Records in a dataset:
[START]

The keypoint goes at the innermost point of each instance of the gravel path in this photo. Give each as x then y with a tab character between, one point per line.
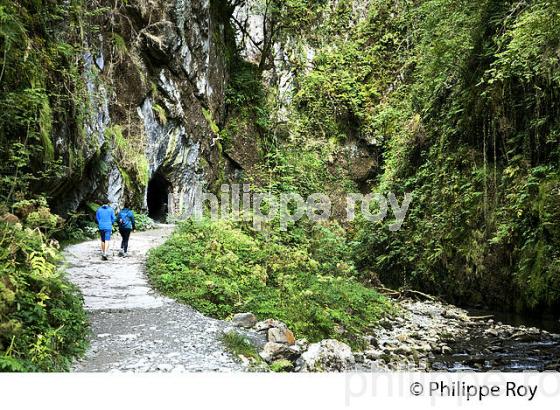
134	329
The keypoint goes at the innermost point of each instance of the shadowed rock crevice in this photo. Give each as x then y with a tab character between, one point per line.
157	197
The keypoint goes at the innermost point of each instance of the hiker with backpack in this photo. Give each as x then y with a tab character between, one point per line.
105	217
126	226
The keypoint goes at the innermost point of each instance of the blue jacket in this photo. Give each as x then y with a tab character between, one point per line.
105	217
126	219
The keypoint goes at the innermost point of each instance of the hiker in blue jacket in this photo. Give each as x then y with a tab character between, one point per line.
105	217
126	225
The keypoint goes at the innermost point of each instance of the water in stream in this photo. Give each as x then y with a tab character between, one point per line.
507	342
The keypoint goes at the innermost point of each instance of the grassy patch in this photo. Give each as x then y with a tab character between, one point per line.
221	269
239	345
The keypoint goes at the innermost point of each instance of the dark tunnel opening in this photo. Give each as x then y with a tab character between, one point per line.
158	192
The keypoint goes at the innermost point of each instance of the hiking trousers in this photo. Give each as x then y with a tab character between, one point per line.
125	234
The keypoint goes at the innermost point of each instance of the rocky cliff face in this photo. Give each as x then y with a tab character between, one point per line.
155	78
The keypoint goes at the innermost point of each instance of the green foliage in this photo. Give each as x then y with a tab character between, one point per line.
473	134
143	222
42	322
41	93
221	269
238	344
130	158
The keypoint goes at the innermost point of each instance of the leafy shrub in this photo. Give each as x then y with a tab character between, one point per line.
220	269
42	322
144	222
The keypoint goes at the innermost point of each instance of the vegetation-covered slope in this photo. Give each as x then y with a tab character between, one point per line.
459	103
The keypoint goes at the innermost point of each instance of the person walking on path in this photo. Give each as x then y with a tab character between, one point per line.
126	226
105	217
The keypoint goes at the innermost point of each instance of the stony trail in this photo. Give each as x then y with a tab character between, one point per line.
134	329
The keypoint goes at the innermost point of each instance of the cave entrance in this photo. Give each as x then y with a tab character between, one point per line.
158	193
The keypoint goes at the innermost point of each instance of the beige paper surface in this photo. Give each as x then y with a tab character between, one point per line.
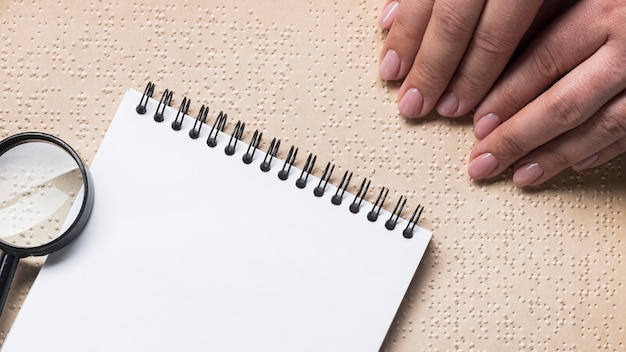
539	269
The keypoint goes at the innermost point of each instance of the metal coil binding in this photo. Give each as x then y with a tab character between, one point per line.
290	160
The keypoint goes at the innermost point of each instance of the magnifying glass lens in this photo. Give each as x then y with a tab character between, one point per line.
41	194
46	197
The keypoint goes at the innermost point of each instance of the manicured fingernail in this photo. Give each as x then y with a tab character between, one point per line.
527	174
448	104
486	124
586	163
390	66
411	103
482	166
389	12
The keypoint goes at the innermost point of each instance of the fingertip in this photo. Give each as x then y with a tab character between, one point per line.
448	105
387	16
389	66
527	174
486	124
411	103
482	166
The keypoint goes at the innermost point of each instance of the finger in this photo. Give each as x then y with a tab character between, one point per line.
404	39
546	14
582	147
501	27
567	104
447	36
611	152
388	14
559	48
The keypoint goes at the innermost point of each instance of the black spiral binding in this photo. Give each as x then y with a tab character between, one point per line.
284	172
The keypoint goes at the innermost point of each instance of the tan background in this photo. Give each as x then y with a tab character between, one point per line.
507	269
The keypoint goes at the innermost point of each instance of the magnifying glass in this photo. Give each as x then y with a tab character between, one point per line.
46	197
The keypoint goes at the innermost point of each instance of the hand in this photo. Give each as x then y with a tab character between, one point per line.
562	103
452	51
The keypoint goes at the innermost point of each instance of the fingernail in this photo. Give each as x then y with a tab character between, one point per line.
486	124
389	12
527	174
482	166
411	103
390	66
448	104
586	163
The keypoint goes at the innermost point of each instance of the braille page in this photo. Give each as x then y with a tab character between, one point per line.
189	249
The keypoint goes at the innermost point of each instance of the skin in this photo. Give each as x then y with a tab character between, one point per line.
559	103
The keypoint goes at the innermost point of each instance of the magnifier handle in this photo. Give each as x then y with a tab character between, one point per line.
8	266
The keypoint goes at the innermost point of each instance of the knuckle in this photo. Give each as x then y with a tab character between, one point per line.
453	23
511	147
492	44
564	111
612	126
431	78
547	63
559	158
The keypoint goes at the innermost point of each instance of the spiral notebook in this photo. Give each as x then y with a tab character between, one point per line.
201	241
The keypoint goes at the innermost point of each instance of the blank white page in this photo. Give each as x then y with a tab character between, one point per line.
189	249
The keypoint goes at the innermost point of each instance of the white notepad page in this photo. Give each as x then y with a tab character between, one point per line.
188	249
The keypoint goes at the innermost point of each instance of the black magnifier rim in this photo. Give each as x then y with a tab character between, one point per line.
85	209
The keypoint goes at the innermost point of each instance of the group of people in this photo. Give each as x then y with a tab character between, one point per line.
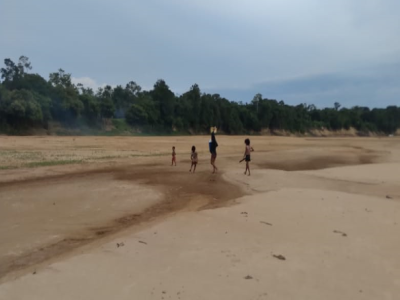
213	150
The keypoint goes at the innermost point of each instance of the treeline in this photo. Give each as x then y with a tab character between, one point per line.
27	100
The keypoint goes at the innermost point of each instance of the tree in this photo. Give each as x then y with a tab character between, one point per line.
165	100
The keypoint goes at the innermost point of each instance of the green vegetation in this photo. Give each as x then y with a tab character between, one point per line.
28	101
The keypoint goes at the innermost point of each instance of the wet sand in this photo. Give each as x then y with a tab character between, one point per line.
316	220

[END]

= Instructions for the task =
Transcribe all of the data above line for line, omitting the pictures from your transcription.

= Complete output =
The keypoint goes at the innermost point of each instance of the gravel path in this photo. Give each as x then y with a tab character between, one point per line.
134	329
The keypoint goes at the innermost point of each instance of the shadowed rock crevice in this photo. Give each as x then y with a tab character between, one point per line.
157	197
The keypoint goes at the innermost point of each instance of the hiker with backpack in this photo. Give each as x then y with a tab character between, one point per line.
105	217
126	226
The keypoint goes at the innermost point of each instance of the blue jacket in this photo. Give each as x then y with a tab character between, one point per line.
105	217
126	219
The keypoint goes at the innermost point of each instance of the hiker in blue jacket in this photo. Give each as x then y with a tab character between, one point per line.
105	217
126	225
The keypoint goes at the innermost point of each instance of the water in stream in this photo. Give each as x then y with a tab character between, one point per line.
507	342
The keypoint goes at the innermost point of each instance of the grassy patch in this photo. Give each as x then y with a tab character between, one point per line.
221	269
239	345
The keypoint goes at the innermost point of each instance of the dark tunnel opening in this photo. Give each as x then y with a tab character between, one point per line.
158	192
The keypoint goes at the innermost point of each instance of the hiking trousers in this photo. Give each as x then y with a tab character between, one point per line.
125	234
The keypoint goes at the innermost point of each instance of the rocky cliff face in this photo. Give each as x then y with a tab character between, one point per line.
155	78
The keypoint goes at the innermost point of each instance of the green foliage in this photo. Give each as x then y with a tab character between, one point per line.
473	134
143	222
42	322
41	93
221	269
238	344
130	158
The keypoint goes at the innermost point of each instance of the leafy shrub in this photo. Give each as x then y with a tab character between, one point per line.
220	269
42	322
144	222
The keypoint goes at the innermost point of each instance of the vegetation-covered slope in this photo. Give each as x then y with a tab character between, one point per line.
459	103
The keypoint goes at the innermost point of each instance of the person walking on path in this photo. Give each as x then y with a tab character between, one point per line.
126	226
105	217
The keypoint goes at the innermost point of each instance of the stony trail in this photo. Give each as x then y with a tab character between, one point per line.
134	329
The keypoint goes at the innermost point of each instance of the cave entrance in this photo. Give each as x then y with a tab character between, one point per line.
158	193
The keypoint goes at the innermost point of each instance of the beige paper surface in this photo. Give each as x then y with a tab character between, one point per line.
539	269
The keypoint goes at the innermost point of each instance of the metal coil binding in this photo. Give each as x then y with a tab character between, one point per line.
290	160
The keypoint goes at the innermost point of each instance of the magnifying glass lens in this photo. Give each as x then y with a tab character between, one point per line.
41	194
46	197
The keypoint goes at the innermost point of each instance of the manicured fingernail in this photo. Give each as x then y with a tab character between, one point per line.
527	174
448	104
486	124
586	163
390	66
411	103
482	166
389	12
The keypoint goes at the innermost point of each instance of the fingertip in this photo. Give each as x then y with a tab character between, one point per line.
448	105
387	16
389	66
527	174
486	124
411	103
482	166
The keypoint goes at the innermost point of each instance of the finger in this photo. Give each as x then y with a tab character between, one point per line.
404	39
546	14
582	147
501	27
567	104
447	36
611	152
388	14
559	48
The keypoint goes at the innermost point of each instance of the black spiral binding in this photo. Give each as x then y with a tab character between, one point per line.
284	172
The keypoint goes at the innermost point of each instance of the tan background in this photo. Give each as x then y with a tab character between, one point per line.
507	269
The keypoint goes at the innermost point of each instance of the magnifying glass in this photo. Give each as x then y with a tab character between, one point per line.
46	197
The keypoint goes at the innermost point of each instance of the hand in this photo. Give each as x then y with a tab character between, one point per line.
562	103
452	51
The keypoint goes at the innermost point of each instance of the fingernail in this photo. Give each as x then y with a tab character between, one point per line.
486	124
389	12
527	174
482	166
411	103
390	66
448	104
586	163
The keypoint goes at the innermost point of each instance of the braille page in this photo. Give each as x then y with a tab character between, one point per line.
189	249
The keypoint goes at the innermost point of each instance of the skin in this photo. Give each as x then y with a tab character between, one point per line.
559	103
The keypoint goes at the innermost point of each instance of the magnifier handle in this photo. Give each as x then y with a tab character between, one point per line.
8	266
The keypoint goes at the innermost point of each instance of the knuckle in this photo. Give each as x then y with a tab character between, one point per line.
453	23
511	147
492	44
564	111
612	126
431	78
547	63
559	158
The keypoint goes at the innermost point of each instance of the spiral notebook in this photo. Give each as x then y with a tab character between, one point per line.
201	241
The keypoint goes at the innermost point of each instance of the blank white page in this photo. Give each as x then y with a tab character between, one point per line.
189	249
The keypoint goes at the innermost point of each instance of the white notepad page in this photo. Give each as x then y with a tab character between, one point per line.
188	249
The keypoint goes at the innermost point of each instance of the black magnifier rim in this photo. Give each as x then y with a tab character between, one point per line.
85	209
The keypoint goes at the innermost point of each instance of the group of people in this photo. Give each as x then y with a tab character between, one point per line.
213	150
The keypoint goes at the innermost point of each instance of the treeline in this photo. Give each as x then y with a tab character between, one point per line.
27	100
The keypoint goes at the innermost point of each instance of the tree in this photo. Give each as x then y with a tab character between, one point per line.
165	100
The keypoint goes at the innermost point of each instance of the green vegetation in this photo. Give each as x then y with a tab character between, one point per line.
28	101
The keypoint goes at the innermost point of each instance of the wet sand in this photo. Give each as x then y with a tab character between, one point per line.
316	220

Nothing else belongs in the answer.